-- BEGIN Records --

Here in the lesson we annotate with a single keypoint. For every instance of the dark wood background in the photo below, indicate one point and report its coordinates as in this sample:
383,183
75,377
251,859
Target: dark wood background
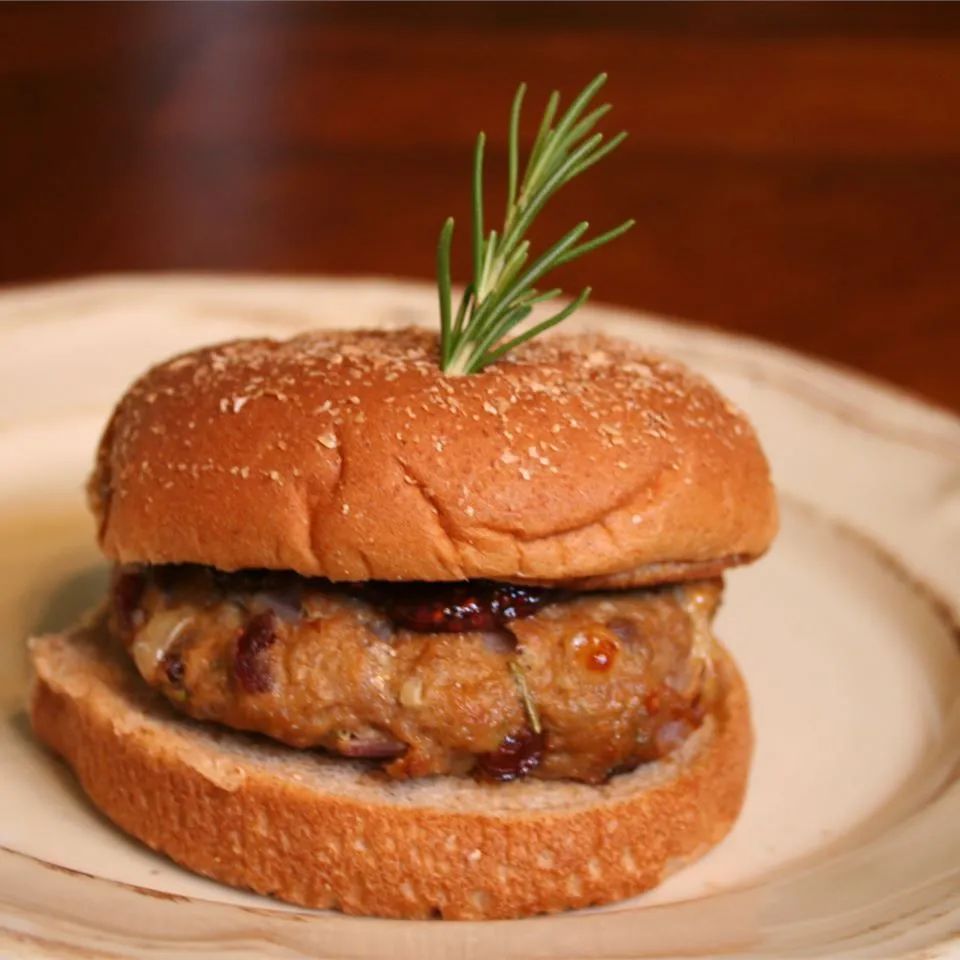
794,169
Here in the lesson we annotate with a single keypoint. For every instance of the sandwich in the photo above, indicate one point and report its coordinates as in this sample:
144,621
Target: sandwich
409,625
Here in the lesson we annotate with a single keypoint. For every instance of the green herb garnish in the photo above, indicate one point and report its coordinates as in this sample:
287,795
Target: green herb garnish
530,708
502,293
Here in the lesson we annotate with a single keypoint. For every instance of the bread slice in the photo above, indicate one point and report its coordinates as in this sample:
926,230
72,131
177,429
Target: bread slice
327,832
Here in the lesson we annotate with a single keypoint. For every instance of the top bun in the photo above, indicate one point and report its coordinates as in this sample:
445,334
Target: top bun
349,455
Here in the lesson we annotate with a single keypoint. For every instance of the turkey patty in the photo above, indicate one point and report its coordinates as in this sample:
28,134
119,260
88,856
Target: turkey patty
492,679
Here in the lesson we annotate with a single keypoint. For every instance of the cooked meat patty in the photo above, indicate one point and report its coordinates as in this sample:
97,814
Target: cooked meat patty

-- END Records --

Format the lines as a Markdown table with the columns Number and Line. Begin at the line that has "of the green", stop after the last line of the rows, and skip any blank lines.

| Number | Line |
|---|---|
| 1 | Here in the lesson we annotate with a single keypoint. For every instance of the green herb garnish in the photo above, indicate one point and report its coordinates as in this sample: |
| 2 | 287,795 |
| 3 | Target: green herb garnish |
| 4 | 530,708 |
| 5 | 502,293 |
| 6 | Here in the lesson we annotate with a single keypoint. For every instance of the bread slice in the photo above, indicate one point and report its coordinates as in this sample: |
| 7 | 926,230 |
| 8 | 72,131 |
| 9 | 177,429 |
| 10 | Target: bread slice |
| 11 | 327,832 |
| 12 | Here in the lesson we annotate with a single keypoint. For every instance of the top bun in the photo above, indicate one point and report its coordinates as in this sample: |
| 13 | 445,334 |
| 14 | Target: top bun |
| 15 | 349,455 |
| 16 | Here in the lesson we annotate with a single keypoint. For every instance of the turkey patty in the photo above, indicate one point and report its coordinates as in this sample: |
| 17 | 28,134 |
| 18 | 119,260 |
| 19 | 88,856 |
| 20 | Target: turkey patty |
| 21 | 492,679 |
| 22 | Here in the lesson we annotate with a single keypoint. For every instance of the cooked meat patty in the photo above, indicate one point and report its coordinates as in this sample: |
| 23 | 97,814 |
| 24 | Target: cooked meat patty |